** Begin Supplied data **

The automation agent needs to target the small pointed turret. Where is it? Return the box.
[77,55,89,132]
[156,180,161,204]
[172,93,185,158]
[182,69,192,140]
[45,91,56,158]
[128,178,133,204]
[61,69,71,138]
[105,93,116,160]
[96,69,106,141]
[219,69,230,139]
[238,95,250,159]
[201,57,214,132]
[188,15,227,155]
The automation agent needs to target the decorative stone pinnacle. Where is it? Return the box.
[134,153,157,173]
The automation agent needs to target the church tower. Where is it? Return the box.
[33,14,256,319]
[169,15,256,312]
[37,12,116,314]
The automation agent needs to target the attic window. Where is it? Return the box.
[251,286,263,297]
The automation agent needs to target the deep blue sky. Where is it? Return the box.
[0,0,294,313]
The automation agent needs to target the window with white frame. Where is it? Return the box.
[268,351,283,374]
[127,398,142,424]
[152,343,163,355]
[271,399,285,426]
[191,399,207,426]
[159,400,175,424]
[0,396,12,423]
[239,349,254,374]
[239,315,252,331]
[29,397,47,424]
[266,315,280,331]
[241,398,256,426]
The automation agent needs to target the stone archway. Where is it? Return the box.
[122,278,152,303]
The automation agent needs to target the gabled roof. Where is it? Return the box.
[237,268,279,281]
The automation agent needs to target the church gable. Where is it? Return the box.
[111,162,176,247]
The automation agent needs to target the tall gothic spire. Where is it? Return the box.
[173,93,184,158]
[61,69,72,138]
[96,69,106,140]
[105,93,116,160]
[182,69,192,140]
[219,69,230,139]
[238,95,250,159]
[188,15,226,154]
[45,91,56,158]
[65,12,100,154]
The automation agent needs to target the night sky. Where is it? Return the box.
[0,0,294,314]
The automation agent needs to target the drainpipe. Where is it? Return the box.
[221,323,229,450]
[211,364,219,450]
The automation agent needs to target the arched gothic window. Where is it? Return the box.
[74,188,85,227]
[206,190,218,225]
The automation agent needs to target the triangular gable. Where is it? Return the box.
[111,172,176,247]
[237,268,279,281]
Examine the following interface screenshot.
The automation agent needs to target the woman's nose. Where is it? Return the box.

** End Supplied data **

| Given request |
Render all the rows above as a JSON list of strings, with one string per line and any blank lines left out.

| Task response |
[
  "The automation agent needs to target the small pointed turret. Where is it? Return the box.",
  "[77,55,89,132]",
  "[156,180,161,204]",
  "[172,93,185,158]",
  "[182,69,192,140]",
  "[45,91,56,158]",
  "[128,178,133,204]",
  "[61,69,71,138]",
  "[105,93,116,160]",
  "[96,69,106,141]",
  "[219,69,230,139]",
  "[238,95,250,159]",
  "[201,57,214,132]",
  "[188,15,227,155]",
  "The automation agent needs to target the decorative stone pinnacle. Where is it? Return the box.",
  "[134,153,157,173]",
  "The automation agent needs to target the church tower. Where is it? Return the box.",
  "[33,14,256,319]",
  "[169,15,256,312]",
  "[37,12,116,314]",
  "The automation agent needs to target the attic window. Where is it? Return the box.",
  "[251,286,263,297]",
  "The automation agent needs to target the deep blue sky. Where is it? Return the box.",
  "[0,0,294,313]",
  "The automation agent needs to target the window with white frame. Where is it? Return the box.",
  "[268,351,283,374]",
  "[127,398,142,424]",
  "[152,343,163,355]",
  "[271,399,285,426]",
  "[191,399,207,426]",
  "[159,400,175,424]",
  "[0,396,12,423]",
  "[239,349,254,374]",
  "[239,315,252,331]",
  "[29,397,47,424]",
  "[266,315,280,331]",
  "[241,398,256,426]",
  "The automation agent needs to target the stone archway. Where is it? Return the box.",
  "[122,278,152,303]",
  "The automation agent needs to target the gabled roof. Where is it? Return the box.",
  "[237,268,279,281]",
  "The automation agent needs to target the church gable. Where is it? Return the box.",
  "[111,162,176,247]",
  "The automation agent needs to target the tall gothic spire. Where is it? Return the box.",
  "[173,93,184,158]",
  "[61,69,72,138]",
  "[96,69,106,140]",
  "[105,93,116,160]",
  "[182,69,192,140]",
  "[219,69,230,139]",
  "[238,95,250,159]",
  "[188,15,226,154]",
  "[45,91,56,158]",
  "[65,12,100,154]",
  "The automation agent needs to target the night sky. Where is it? Return the box.",
  "[0,0,294,314]",
  "The automation agent needs to target the drainpipe. Where is it? Return the box.",
  "[221,323,229,450]",
  "[211,364,219,450]",
  "The automation agent needs to target the arched gothic window. Where is it? Return the box.",
  "[74,188,85,227]",
  "[206,190,218,225]",
  "The automation agent needs to target the triangular gable. Where is it? Return the box.",
  "[111,172,176,247]",
  "[237,268,279,281]",
  "Examine the following interface screenshot.",
  "The automation agent needs to target the woman's nose. Where is it? Return the box."
]